■ Problems and tasks:
[a] In the blog posts, to whom is the saying "Expectation is the pregnancy of disappointment" attributed?
[b] Reproduce everything in the blog posts from "I saw a friend's" down to "believes it does.....".

■ Given passage:
----

Monday, January 19, 2009

Expectation is the Pregnancy of Disappointment

"Expectation is the pregnancy of disappointment....." says Jo

This is so true. The moment you start expecting..... there are potential of you being disappointed...

Some people says..... "No expectation, no disappoinment...."

But, how can we don't have expectation, isn't it?

Life is full of the unexpected...... (why, because we have certain standard of "expectation", right?).......

I have so much expectations in Life...
Expectations of friends and from friends...
From Family......

Wonder how all of us handle with so much expectation from all the people that matters to us in our Life.......

But we survive... didn't we?

I guess we have a choice to ignore the expectation....... and try not to have expectation......

Saturday, January 17, 2009

Unconditional Love....

I saw a friend's tagline written this few days ago...

"XXX is waiting for unconditional love.....but knows he is dreaming!"

Does unconditional Love exist? I believes it does.....

Well, when you love someone, I guess you actually love them unconditionally.... don't you?
If you don't love them unconditionally.... then, I guess that's not true Love then..., right?

So, why is so many people are so skeptical of finding the unconditional love??
Is it really that tough...?



I know of a friend, whom there are at least 2 persons whom love him unconditionally...... but it became a burden to him too, because he can't love both of them back unconditionally...... because the SOMEONE whom he loved unconditionally had left him.....

All I can say.... "Move on buddy..... and stop being angry at her for leaving you....and learn to love someone new unconditionally too. Trust me, its not that tough when you start opening up your heart"

Ya, I know some of you are going to tell me to tell this to myself....... ;)

Will you Live... or Simply Exist?


Since we chose to Live in this Universe... shouldn't we Live It? Instead of just be here...?
Flowing with it and see where Life brings us??

I don't know.... I guess I am a Fighter. I fight a lot for the betterment of my Life.

----

■ Items:
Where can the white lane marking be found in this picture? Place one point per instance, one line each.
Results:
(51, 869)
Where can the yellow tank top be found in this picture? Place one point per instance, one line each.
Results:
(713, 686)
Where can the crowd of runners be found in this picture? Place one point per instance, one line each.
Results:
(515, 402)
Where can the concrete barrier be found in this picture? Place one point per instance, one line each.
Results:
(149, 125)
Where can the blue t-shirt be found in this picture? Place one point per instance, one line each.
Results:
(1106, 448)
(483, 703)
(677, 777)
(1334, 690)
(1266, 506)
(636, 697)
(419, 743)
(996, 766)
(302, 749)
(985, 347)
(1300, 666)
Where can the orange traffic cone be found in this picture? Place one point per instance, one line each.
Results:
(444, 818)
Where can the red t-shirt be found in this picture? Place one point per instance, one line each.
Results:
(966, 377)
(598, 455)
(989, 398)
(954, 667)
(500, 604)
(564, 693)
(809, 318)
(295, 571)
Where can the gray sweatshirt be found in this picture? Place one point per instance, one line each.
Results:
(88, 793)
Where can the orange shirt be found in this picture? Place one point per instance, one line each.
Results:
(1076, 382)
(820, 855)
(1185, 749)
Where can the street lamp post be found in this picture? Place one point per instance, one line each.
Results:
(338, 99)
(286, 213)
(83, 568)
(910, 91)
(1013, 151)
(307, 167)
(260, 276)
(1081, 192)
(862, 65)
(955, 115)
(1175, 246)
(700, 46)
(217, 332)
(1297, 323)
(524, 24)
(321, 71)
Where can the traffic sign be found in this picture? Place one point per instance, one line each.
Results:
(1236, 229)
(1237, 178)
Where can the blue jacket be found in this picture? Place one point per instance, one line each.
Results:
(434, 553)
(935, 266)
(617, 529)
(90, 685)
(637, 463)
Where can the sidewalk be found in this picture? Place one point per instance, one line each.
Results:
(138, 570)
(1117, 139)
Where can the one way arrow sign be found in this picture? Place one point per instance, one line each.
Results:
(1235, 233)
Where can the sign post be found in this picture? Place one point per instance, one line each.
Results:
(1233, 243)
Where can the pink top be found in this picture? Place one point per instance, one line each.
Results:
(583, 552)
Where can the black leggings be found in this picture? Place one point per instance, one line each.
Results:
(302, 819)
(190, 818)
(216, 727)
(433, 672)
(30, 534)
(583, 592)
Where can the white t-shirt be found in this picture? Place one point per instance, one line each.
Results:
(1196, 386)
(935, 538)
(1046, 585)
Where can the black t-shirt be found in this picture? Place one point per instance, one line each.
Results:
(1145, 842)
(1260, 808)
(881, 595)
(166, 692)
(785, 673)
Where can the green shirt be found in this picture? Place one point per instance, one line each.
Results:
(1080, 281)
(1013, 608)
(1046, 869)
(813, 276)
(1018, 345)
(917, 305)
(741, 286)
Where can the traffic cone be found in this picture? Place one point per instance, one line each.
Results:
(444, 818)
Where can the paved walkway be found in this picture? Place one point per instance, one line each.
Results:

----

■ Expected results:
[a] Jo

[b]
I saw a friend's tagline written this few days ago...

"XXX is waiting for unconditional love.....but knows he is dreaming!"

Does unconditional Love exist? I believes it does.....